- Supplied information
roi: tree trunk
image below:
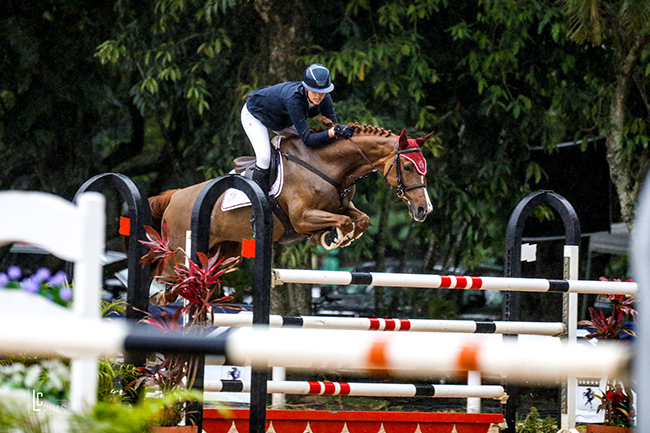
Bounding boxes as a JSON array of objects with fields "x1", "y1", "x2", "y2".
[
  {"x1": 255, "y1": 0, "x2": 311, "y2": 315},
  {"x1": 255, "y1": 0, "x2": 311, "y2": 81},
  {"x1": 606, "y1": 35, "x2": 648, "y2": 227}
]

- Directive
Can you update the rows above by changing "tree trunk" to "tree bark" and keeping everything else the same? Leave the pictures out of your answer.

- Solution for this task
roi: tree bark
image below:
Bounding boxes as a JSON array of objects with fields "x1", "y1", "x2", "y2".
[
  {"x1": 255, "y1": 0, "x2": 311, "y2": 315},
  {"x1": 255, "y1": 0, "x2": 311, "y2": 81},
  {"x1": 606, "y1": 35, "x2": 648, "y2": 227}
]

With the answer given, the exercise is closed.